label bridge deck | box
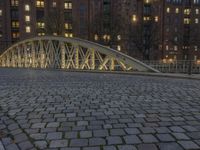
[0,69,200,150]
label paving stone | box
[5,144,19,150]
[30,133,46,140]
[65,132,78,139]
[125,128,140,134]
[118,145,137,150]
[172,133,190,140]
[158,142,183,150]
[138,144,158,150]
[139,134,158,143]
[156,134,175,142]
[83,147,100,150]
[89,138,106,146]
[34,141,47,149]
[32,123,46,128]
[70,139,88,147]
[103,146,117,150]
[46,132,62,140]
[110,129,126,136]
[80,131,92,138]
[19,141,33,150]
[49,140,68,148]
[106,136,122,145]
[178,141,200,150]
[124,135,142,144]
[93,130,108,137]
[47,122,60,128]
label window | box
[195,18,199,24]
[11,21,19,28]
[94,34,99,41]
[174,45,178,51]
[12,32,19,39]
[38,32,45,36]
[165,45,169,51]
[24,4,30,11]
[65,33,73,37]
[155,16,158,22]
[65,23,72,30]
[117,35,121,41]
[36,0,44,7]
[184,8,191,15]
[175,8,179,14]
[52,2,57,7]
[25,16,31,22]
[117,45,121,51]
[132,15,137,22]
[11,0,19,6]
[167,7,170,13]
[194,45,198,51]
[37,22,45,28]
[184,18,190,24]
[26,26,31,33]
[64,2,72,9]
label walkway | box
[0,69,200,150]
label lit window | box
[155,16,158,22]
[36,0,44,7]
[194,55,197,61]
[11,0,19,6]
[37,22,45,28]
[52,2,56,7]
[195,18,199,24]
[25,16,30,22]
[176,8,179,14]
[195,9,199,15]
[26,26,31,33]
[132,15,137,22]
[117,35,121,41]
[165,45,169,51]
[184,9,190,15]
[194,46,198,51]
[12,21,19,28]
[184,18,190,24]
[117,45,121,51]
[65,33,73,37]
[24,4,30,11]
[38,32,45,36]
[94,34,99,41]
[174,45,178,51]
[143,17,151,21]
[64,2,72,9]
[65,23,72,30]
[12,32,19,39]
[167,7,170,13]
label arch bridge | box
[0,36,159,72]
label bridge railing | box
[143,60,200,73]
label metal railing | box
[143,60,200,74]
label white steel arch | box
[0,36,159,72]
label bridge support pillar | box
[40,41,45,68]
[90,49,95,70]
[110,58,115,71]
[61,42,65,69]
[31,42,35,68]
[75,45,79,69]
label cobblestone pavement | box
[0,69,200,150]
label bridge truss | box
[0,36,158,72]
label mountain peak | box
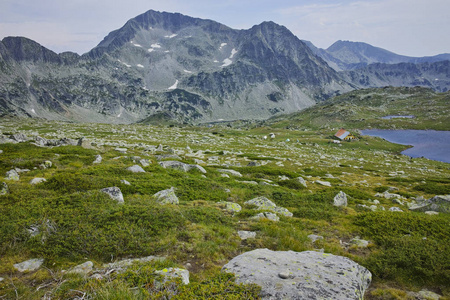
[2,36,61,63]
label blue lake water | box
[361,129,450,163]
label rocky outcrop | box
[409,195,450,213]
[153,187,180,204]
[222,249,372,300]
[159,160,206,174]
[14,258,44,272]
[244,196,293,217]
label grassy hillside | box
[0,118,450,299]
[267,87,450,130]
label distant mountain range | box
[303,41,450,71]
[0,10,450,123]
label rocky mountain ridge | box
[303,40,450,71]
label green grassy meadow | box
[0,116,450,299]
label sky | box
[0,0,450,57]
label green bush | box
[355,212,450,285]
[172,273,261,300]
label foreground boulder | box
[222,249,372,300]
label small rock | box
[5,170,20,181]
[155,268,189,284]
[159,160,206,174]
[333,191,347,206]
[153,187,180,204]
[91,274,103,280]
[426,211,439,216]
[278,271,293,279]
[219,202,242,212]
[0,182,9,196]
[101,186,125,203]
[77,137,93,149]
[389,206,403,212]
[238,230,256,240]
[250,212,280,222]
[350,237,369,248]
[114,147,128,154]
[127,165,145,173]
[30,177,47,185]
[103,256,166,271]
[217,169,242,177]
[315,180,331,186]
[14,258,44,272]
[139,159,150,168]
[418,290,441,300]
[93,154,103,164]
[308,234,323,243]
[67,261,94,275]
[295,176,307,187]
[244,196,277,210]
[120,179,131,185]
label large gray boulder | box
[159,160,206,174]
[333,191,347,206]
[153,187,180,204]
[244,196,293,217]
[409,195,450,213]
[101,186,125,203]
[222,249,372,300]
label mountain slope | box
[0,11,352,123]
[266,87,450,130]
[307,41,450,71]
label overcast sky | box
[0,0,450,56]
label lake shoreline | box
[361,129,450,163]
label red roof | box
[334,128,350,140]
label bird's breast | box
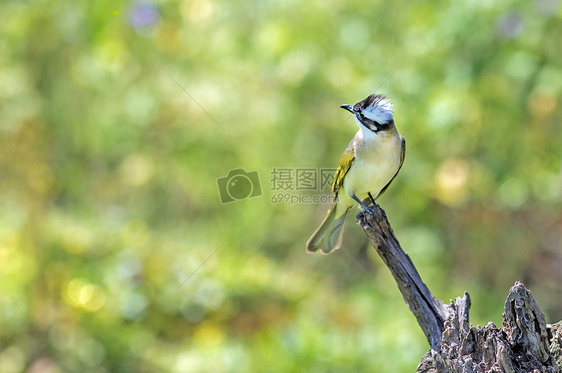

**Problem:** Render every line of the data above as a JSON list of strings, one string per line, omitting blank lines and the picture placeholders.

**Completed exercise:**
[
  "label bridge deck | box",
  "[0,69,200,150]",
  "label paving stone | box",
  "[5,144,19,150]",
  "[30,133,46,140]",
  "[65,132,78,139]",
  "[125,128,140,134]",
  "[118,145,137,150]",
  "[172,133,190,140]",
  "[158,142,183,150]",
  "[138,144,158,150]",
  "[139,134,158,143]",
  "[156,134,175,142]",
  "[83,147,100,150]",
  "[89,138,106,146]",
  "[34,141,47,149]",
  "[32,123,46,128]",
  "[70,139,88,147]",
  "[103,146,117,150]",
  "[46,132,62,140]",
  "[110,129,126,136]",
  "[80,131,92,138]",
  "[19,141,33,150]",
  "[49,140,68,148]",
  "[106,136,122,145]",
  "[178,141,200,150]",
  "[124,135,142,144]",
  "[93,130,108,137]",
  "[47,122,60,128]",
  "label window | box",
  "[195,18,199,24]",
  "[11,21,19,28]",
  "[94,34,99,41]",
  "[174,45,178,51]",
  "[12,32,19,39]",
  "[38,32,45,36]",
  "[165,45,169,51]",
  "[24,4,30,11]",
  "[65,33,73,37]",
  "[155,16,158,22]",
  "[65,23,72,30]",
  "[117,35,121,41]",
  "[36,0,44,7]",
  "[184,8,191,15]",
  "[175,8,179,14]",
  "[52,2,57,7]",
  "[25,16,31,22]",
  "[117,45,121,51]",
  "[132,15,137,22]",
  "[11,0,19,6]",
  "[167,7,170,13]",
  "[194,45,198,51]",
  "[37,22,45,28]",
  "[184,18,190,24]",
  "[26,26,31,33]",
  "[64,2,72,9]",
  "label walkway | box",
  "[0,69,200,150]",
  "label lit window | box",
  "[155,16,158,22]",
  "[36,0,44,7]",
  "[194,55,197,61]",
  "[11,0,19,6]",
  "[37,22,45,28]",
  "[52,2,56,7]",
  "[195,18,199,24]",
  "[25,16,30,22]",
  "[176,8,179,14]",
  "[195,9,199,15]",
  "[26,26,31,33]",
  "[132,15,137,22]",
  "[117,35,121,41]",
  "[165,45,169,51]",
  "[184,9,190,15]",
  "[194,46,198,51]",
  "[12,21,19,28]",
  "[184,18,190,24]",
  "[117,45,121,51]",
  "[65,33,73,37]",
  "[24,4,30,11]",
  "[38,32,45,36]",
  "[94,34,99,41]",
  "[174,45,178,51]",
  "[143,17,151,21]",
  "[64,2,72,9]",
  "[65,23,72,30]",
  "[12,32,19,39]",
  "[167,7,170,13]",
  "label arch bridge | box",
  "[0,36,159,72]",
  "label bridge railing | box",
  "[143,60,200,73]",
  "label metal railing | box",
  "[143,60,200,74]",
  "label white steel arch | box",
  "[0,36,159,72]",
  "label bridge support pillar | box",
  "[40,41,45,68]",
  "[90,49,95,70]",
  "[110,58,115,71]",
  "[61,42,65,69]",
  "[31,42,35,68]",
  "[75,45,79,69]",
  "label cobblestone pavement | box",
  "[0,69,200,150]",
  "label bridge truss | box",
  "[0,36,158,72]",
  "label mountain peak | box",
  "[2,36,61,63]",
  "label blue lake water | box",
  "[361,129,450,163]",
  "label rocky outcrop | box",
  "[409,195,450,213]",
  "[153,187,180,204]",
  "[222,249,372,300]",
  "[159,160,206,174]",
  "[14,258,44,272]",
  "[244,196,293,217]",
  "label grassy hillside | box",
  "[0,118,450,299]",
  "[267,87,450,130]",
  "label distant mountain range | box",
  "[303,41,450,71]",
  "[0,10,450,123]",
  "label rocky mountain ridge | box",
  "[303,40,450,71]",
  "label green grassy meadow | box",
  "[0,116,450,299]",
  "label sky | box",
  "[0,0,450,57]",
  "label green bush | box",
  "[355,212,450,285]",
  "[172,273,261,300]",
  "label foreground boulder | box",
  "[222,249,372,300]",
  "label small rock | box",
  "[5,170,20,181]",
  "[155,268,189,284]",
  "[159,160,206,174]",
  "[333,191,347,206]",
  "[153,187,180,204]",
  "[91,274,103,280]",
  "[426,211,439,216]",
  "[278,271,293,279]",
  "[219,202,242,212]",
  "[0,182,9,196]",
  "[101,186,125,203]",
  "[77,137,93,149]",
  "[389,206,403,212]",
  "[238,230,256,240]",
  "[250,212,280,222]",
  "[350,237,369,248]",
  "[114,147,128,154]",
  "[127,165,145,173]",
  "[30,177,47,185]",
  "[103,256,166,271]",
  "[217,169,242,177]",
  "[315,180,331,186]",
  "[14,258,44,272]",
  "[139,159,150,168]",
  "[418,290,441,300]",
  "[93,154,103,164]",
  "[308,234,323,243]",
  "[67,261,94,275]",
  "[295,176,307,187]",
  "[244,196,277,210]",
  "[120,179,131,185]",
  "label large gray boulder | box",
  "[159,160,206,174]",
  "[333,191,347,206]",
  "[153,187,180,204]",
  "[244,196,293,217]",
  "[409,195,450,213]",
  "[101,186,125,203]",
  "[222,249,372,300]",
  "label mountain slope | box",
  "[0,11,352,123]",
  "[266,87,450,130]",
  "[307,41,450,71]",
  "label overcast sky | box",
  "[0,0,450,56]",
  "label lake shoreline | box",
  "[361,129,450,163]",
  "label red roof | box",
  "[334,128,350,140]",
  "label bird's breast | box"
]